(Location identification entries)
##############################
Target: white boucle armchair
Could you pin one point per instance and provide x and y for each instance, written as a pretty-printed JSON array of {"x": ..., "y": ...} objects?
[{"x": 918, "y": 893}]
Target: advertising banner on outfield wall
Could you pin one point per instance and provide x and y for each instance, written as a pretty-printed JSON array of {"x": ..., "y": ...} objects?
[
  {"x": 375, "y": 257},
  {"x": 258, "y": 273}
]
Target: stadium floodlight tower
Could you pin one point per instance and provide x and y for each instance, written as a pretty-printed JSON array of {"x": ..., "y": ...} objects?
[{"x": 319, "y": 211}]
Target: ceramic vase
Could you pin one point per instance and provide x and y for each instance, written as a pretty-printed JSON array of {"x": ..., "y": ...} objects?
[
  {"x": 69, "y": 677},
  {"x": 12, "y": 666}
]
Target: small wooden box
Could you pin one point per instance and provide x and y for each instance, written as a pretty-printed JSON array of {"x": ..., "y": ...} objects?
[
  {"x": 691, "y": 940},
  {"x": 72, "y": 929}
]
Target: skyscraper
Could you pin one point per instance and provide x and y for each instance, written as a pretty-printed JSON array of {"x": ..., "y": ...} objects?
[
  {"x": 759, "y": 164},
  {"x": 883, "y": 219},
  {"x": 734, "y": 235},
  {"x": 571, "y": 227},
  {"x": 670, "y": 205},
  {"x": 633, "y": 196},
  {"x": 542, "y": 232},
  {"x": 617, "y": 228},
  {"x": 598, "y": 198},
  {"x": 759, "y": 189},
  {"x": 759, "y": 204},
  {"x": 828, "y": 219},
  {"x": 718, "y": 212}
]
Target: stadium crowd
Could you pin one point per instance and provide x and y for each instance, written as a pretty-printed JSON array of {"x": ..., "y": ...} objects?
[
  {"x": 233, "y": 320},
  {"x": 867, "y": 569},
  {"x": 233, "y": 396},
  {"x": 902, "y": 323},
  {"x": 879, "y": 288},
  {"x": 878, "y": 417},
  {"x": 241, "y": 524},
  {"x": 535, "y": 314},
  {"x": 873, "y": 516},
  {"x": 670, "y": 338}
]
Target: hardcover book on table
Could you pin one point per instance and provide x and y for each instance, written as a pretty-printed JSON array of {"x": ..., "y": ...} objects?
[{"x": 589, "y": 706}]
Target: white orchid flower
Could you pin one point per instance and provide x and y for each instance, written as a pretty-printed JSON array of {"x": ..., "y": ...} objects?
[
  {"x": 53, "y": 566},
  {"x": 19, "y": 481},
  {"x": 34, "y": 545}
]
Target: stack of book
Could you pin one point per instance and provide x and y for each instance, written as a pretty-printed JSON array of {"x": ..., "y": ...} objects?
##############################
Copy the data above line for line, with no changes.

• **Written response**
Target: white boucle armchair
Could you pin one point per instance and provide x and y for each instance, written as a pretty-printed JSON array of {"x": ..., "y": ...} objects?
[{"x": 918, "y": 893}]
Target: advertising banner on outfield wall
Could you pin one point per instance and provide x and y for each instance, written as a pretty-printed JSON array of {"x": ..., "y": ...} objects?
[
  {"x": 375, "y": 257},
  {"x": 258, "y": 273}
]
Target: stadium floodlight tower
Could you pin one point per instance and provide x and y for each instance, written as a pretty-printed JSON array of {"x": ..., "y": ...} objects?
[{"x": 319, "y": 211}]
Target: ceramic vase
Could you pin one point per instance and provide x and y for each instance, written as a pretty-printed JSON array of {"x": ..., "y": ...} objects?
[
  {"x": 69, "y": 677},
  {"x": 12, "y": 666}
]
Target: small wooden box
Could you pin one point per instance and provide x and y for each instance, written as a pretty-printed JSON array of {"x": ..., "y": ...} objects?
[
  {"x": 691, "y": 940},
  {"x": 72, "y": 929}
]
Target: skyscraper
Could you pin one point per instance and provide x and y for each instance, written as a pretty-printed JSON array of {"x": ..., "y": ...} objects?
[
  {"x": 759, "y": 164},
  {"x": 883, "y": 219},
  {"x": 734, "y": 235},
  {"x": 571, "y": 227},
  {"x": 670, "y": 205},
  {"x": 633, "y": 196},
  {"x": 542, "y": 232},
  {"x": 617, "y": 228},
  {"x": 598, "y": 198},
  {"x": 759, "y": 189},
  {"x": 759, "y": 204},
  {"x": 828, "y": 219},
  {"x": 718, "y": 212}
]
Target: stadium crowd
Could you pin one point per instance and provide x and y for each instance, written as a pretty-printed JSON array of {"x": ..., "y": ...} objects?
[
  {"x": 233, "y": 320},
  {"x": 867, "y": 569},
  {"x": 233, "y": 396},
  {"x": 902, "y": 323},
  {"x": 879, "y": 288},
  {"x": 878, "y": 417},
  {"x": 241, "y": 524},
  {"x": 535, "y": 314},
  {"x": 873, "y": 516},
  {"x": 670, "y": 338}
]
Target: hardcover book on table
Could you pin one point per instance and provide x and y for each instance, written as a pretty-printed JSON array of {"x": ..., "y": ...} objects?
[{"x": 589, "y": 706}]
Target: white orchid flower
Could you pin one point per instance and provide x and y for each instance, written as a pretty-printed JSON array of {"x": ..., "y": ...} objects?
[
  {"x": 53, "y": 566},
  {"x": 19, "y": 481},
  {"x": 34, "y": 545}
]
Target: stack of book
Could you pin one point per instance and provide x and y for each instance, written as a pretty-printed JSON array of {"x": ..., "y": ...} objects?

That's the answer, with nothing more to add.